_What the exercise asks_
Revise all the records below, changing "one line per instance" to "each on its own line" everywhere and leaving everything else as it is. Leave the pictures out of your answer.

_Record excerpts_
_ _ _ _

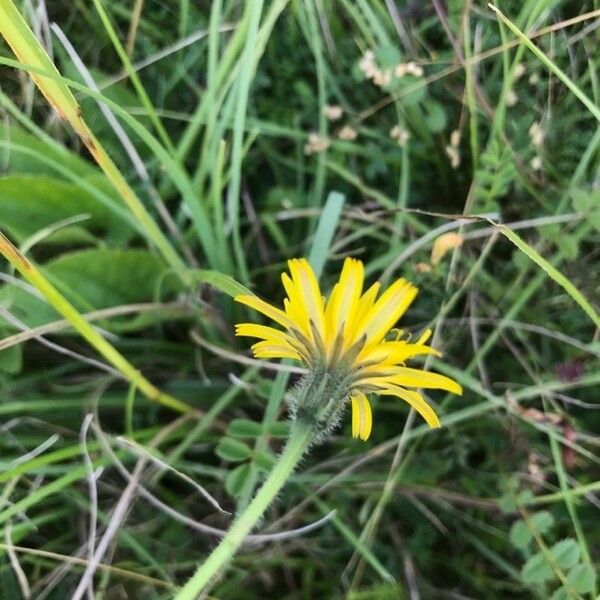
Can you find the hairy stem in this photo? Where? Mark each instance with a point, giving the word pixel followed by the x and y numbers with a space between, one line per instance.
pixel 297 443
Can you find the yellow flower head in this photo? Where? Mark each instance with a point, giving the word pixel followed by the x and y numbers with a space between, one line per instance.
pixel 344 342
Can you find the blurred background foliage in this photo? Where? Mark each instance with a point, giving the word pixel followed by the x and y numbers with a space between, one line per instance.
pixel 304 128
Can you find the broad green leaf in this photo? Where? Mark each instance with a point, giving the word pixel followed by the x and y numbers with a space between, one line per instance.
pixel 542 521
pixel 29 204
pixel 24 153
pixel 581 578
pixel 536 570
pixel 225 283
pixel 93 279
pixel 101 278
pixel 520 535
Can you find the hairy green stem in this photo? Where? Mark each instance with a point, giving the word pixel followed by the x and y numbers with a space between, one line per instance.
pixel 297 443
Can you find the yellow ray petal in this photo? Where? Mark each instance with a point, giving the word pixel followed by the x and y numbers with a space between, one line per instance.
pixel 355 409
pixel 260 331
pixel 308 289
pixel 271 349
pixel 363 306
pixel 416 401
pixel 274 313
pixel 388 354
pixel 344 299
pixel 387 310
pixel 362 417
pixel 415 378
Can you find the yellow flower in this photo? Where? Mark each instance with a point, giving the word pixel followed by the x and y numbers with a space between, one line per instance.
pixel 345 339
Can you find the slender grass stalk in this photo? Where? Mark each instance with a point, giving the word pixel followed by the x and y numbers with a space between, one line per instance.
pixel 133 76
pixel 294 450
pixel 549 64
pixel 67 310
pixel 242 92
pixel 29 51
pixel 470 89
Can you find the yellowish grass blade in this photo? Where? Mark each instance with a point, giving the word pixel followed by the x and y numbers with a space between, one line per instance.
pixel 30 52
pixel 34 276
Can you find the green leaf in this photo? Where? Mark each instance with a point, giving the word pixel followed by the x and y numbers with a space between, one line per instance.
pixel 568 245
pixel 29 204
pixel 328 221
pixel 236 479
pixel 560 594
pixel 435 117
pixel 542 521
pixel 583 201
pixel 536 570
pixel 552 271
pixel 520 535
pixel 265 460
pixel 233 450
pixel 279 429
pixel 11 359
pixel 244 428
pixel 565 553
pixel 582 579
pixel 105 277
pixel 225 283
pixel 24 153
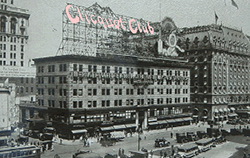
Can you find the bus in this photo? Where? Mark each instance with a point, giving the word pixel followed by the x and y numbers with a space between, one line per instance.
pixel 21 151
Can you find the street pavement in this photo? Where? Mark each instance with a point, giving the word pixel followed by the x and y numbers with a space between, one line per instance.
pixel 68 148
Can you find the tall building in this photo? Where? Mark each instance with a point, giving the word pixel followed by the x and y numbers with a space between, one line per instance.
pixel 14 63
pixel 9 115
pixel 83 92
pixel 220 73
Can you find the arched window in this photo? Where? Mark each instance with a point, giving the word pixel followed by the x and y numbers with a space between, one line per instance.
pixel 3 24
pixel 13 22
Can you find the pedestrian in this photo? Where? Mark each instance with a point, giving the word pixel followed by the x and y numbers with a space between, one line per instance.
pixel 52 147
pixel 161 154
pixel 165 154
pixel 119 152
pixel 151 153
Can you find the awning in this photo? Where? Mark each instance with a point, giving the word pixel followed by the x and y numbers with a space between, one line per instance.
pixel 187 119
pixel 179 120
pixel 232 115
pixel 153 123
pixel 117 127
pixel 170 121
pixel 3 137
pixel 110 128
pixel 232 108
pixel 130 125
pixel 79 131
pixel 162 122
pixel 196 109
pixel 205 110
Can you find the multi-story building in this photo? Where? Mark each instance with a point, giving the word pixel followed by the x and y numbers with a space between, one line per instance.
pixel 9 115
pixel 220 73
pixel 84 92
pixel 14 63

_ _ _ _

_Answer for the task_
Can you find the hairy stem in this photo? Where? Mark each instance with a point, giving the word pixel followed by the x and y numbers with a space between, each on its own line.
pixel 297 443
Can you find the yellow flower head in this photo? Where? Mark each instance with a point, giving the word pixel followed by the x and y numbers with a space between, each on its own line.
pixel 344 342
Can you find the blurred background foliage in this photo? Where? Mark each instance with a point, giving the word pixel followed by the x and y numbers with a space between, each on its own line.
pixel 304 128
Can you find the broad green leaf in this photo? Where? Mark each instance with a point, giving the word pixel followed by the x and y numbers with a space between, each on its own line.
pixel 542 521
pixel 29 204
pixel 24 153
pixel 581 578
pixel 536 570
pixel 225 283
pixel 93 279
pixel 101 278
pixel 520 535
Can you find the hairy green stem in this photo? Where? Mark each instance with a point, giving the word pixel followed by the x and y numbers with a space between, each on its own line.
pixel 297 443
Can you find the yellow ray petal in this photo? Where? Mark each instance with a point, giving the word pixel followed by the x and y numbers with a space between, each on its own line.
pixel 355 409
pixel 260 331
pixel 308 289
pixel 271 349
pixel 363 306
pixel 416 401
pixel 274 313
pixel 388 354
pixel 344 299
pixel 387 310
pixel 362 417
pixel 415 378
Can you find the yellow flower in this photo? Where? Mark each instance with a point, giving the word pixel followed by the x and y numbers with a space between, each on its own line.
pixel 345 339
Can you find the slender grass stalk in this photo? Where? Mark each instance with a point, giving the word pixel followed by the x and y numbers with a space between, each on its own line.
pixel 133 76
pixel 294 450
pixel 549 64
pixel 67 310
pixel 242 92
pixel 29 51
pixel 470 89
Can you find the yellowish grass blade in this photo? Where? Mark each instance with a point, giving the word pixel followed by the x and y numbers with a space between, each on its own line.
pixel 30 52
pixel 34 276
Can you find the green leaf in this photo? Where? Mark each instance with a point, giving the word pixel followed by the x and y numbers with a space between, each on its own line.
pixel 568 245
pixel 29 204
pixel 328 221
pixel 236 479
pixel 560 594
pixel 435 117
pixel 542 521
pixel 583 201
pixel 536 570
pixel 552 271
pixel 520 535
pixel 265 460
pixel 233 450
pixel 279 429
pixel 11 359
pixel 244 428
pixel 565 553
pixel 582 579
pixel 105 277
pixel 225 283
pixel 24 153
Can you find the bus in this photo? Where? Mark each instance with a point, giving the word pixel followed by the x and y numbers with a space between, each on its own line.
pixel 21 151
Can you find the street pavement in this photo? Where? Mark each instance with a point, giving the word pixel followed by the x and y numbers with a space between, each on its own line.
pixel 68 148
Can you find the tall building in this photo? Where? Mark each instance with a point, giving the word pixel followed by the x and y numbers with a space between, each on its own line.
pixel 14 63
pixel 9 115
pixel 83 92
pixel 220 73
Can you find the arched window in this photo? Where? Mark each instance with a point, giving the word pixel followed by the x and y numbers with a space between, each on its own line.
pixel 3 24
pixel 13 22
Can you find the pedestrian in this photo? Where? Mark each instance with a point, giving the word pixel followed by the x and y numbers with a space between, each on its own line.
pixel 52 147
pixel 161 154
pixel 165 154
pixel 119 152
pixel 151 153
Can you find the awning in this photo? Where? Mark each instance with a point, giving the word pixel followed by the x and y numbers with a space between, each on its own line.
pixel 187 119
pixel 179 120
pixel 232 115
pixel 153 123
pixel 117 127
pixel 170 121
pixel 3 137
pixel 110 128
pixel 232 108
pixel 130 125
pixel 79 131
pixel 162 122
pixel 196 109
pixel 205 110
Can you find the multi-story building in this photo? Where? Mark each instance with a point, giving the word pixel followed by the x and y numbers with a space between, each on its own line.
pixel 9 115
pixel 220 73
pixel 84 92
pixel 14 63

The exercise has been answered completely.